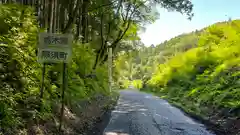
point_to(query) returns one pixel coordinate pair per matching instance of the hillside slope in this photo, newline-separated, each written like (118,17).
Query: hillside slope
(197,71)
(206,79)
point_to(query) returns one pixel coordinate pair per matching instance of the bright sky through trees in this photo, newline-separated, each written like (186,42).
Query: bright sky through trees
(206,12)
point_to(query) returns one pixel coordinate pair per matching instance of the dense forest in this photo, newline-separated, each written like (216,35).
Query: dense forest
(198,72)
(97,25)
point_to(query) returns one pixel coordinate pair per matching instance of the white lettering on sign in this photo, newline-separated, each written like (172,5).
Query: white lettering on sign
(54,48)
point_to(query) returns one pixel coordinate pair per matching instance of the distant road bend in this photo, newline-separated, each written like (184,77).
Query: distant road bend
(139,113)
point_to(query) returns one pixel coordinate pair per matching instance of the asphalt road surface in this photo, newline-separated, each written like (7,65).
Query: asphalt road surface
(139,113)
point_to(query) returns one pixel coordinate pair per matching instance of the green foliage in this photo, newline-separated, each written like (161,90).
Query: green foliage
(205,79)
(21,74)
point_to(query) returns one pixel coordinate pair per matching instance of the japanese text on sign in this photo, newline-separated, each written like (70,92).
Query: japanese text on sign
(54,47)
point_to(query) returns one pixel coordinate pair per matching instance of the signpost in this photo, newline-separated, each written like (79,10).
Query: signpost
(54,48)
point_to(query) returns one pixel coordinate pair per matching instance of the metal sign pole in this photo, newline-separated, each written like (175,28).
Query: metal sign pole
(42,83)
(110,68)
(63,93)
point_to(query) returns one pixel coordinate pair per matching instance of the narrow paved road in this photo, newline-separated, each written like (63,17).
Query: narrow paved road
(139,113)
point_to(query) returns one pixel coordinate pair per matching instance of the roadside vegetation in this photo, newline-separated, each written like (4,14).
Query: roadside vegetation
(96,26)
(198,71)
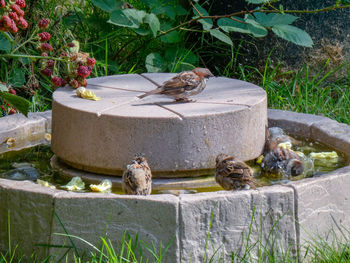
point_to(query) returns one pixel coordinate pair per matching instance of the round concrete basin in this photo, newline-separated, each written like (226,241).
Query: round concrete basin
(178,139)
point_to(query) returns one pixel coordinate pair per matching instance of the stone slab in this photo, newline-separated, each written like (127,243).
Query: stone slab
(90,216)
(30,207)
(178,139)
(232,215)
--------------------
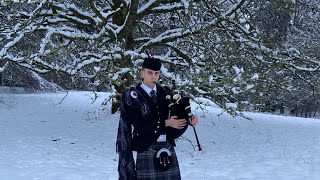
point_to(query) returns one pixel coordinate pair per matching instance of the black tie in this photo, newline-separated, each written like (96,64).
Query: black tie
--------------------
#### [Task statement]
Look above for the line with "written like (96,64)." and the line with "Query: black tie", and reproduce exactly those two lines plus every line between, nothing more.

#### [Output]
point_to(query) returns one pixel coordinate pair per matching instance of the black tie in this photo, newline-separated, each written like (96,64).
Query: black tie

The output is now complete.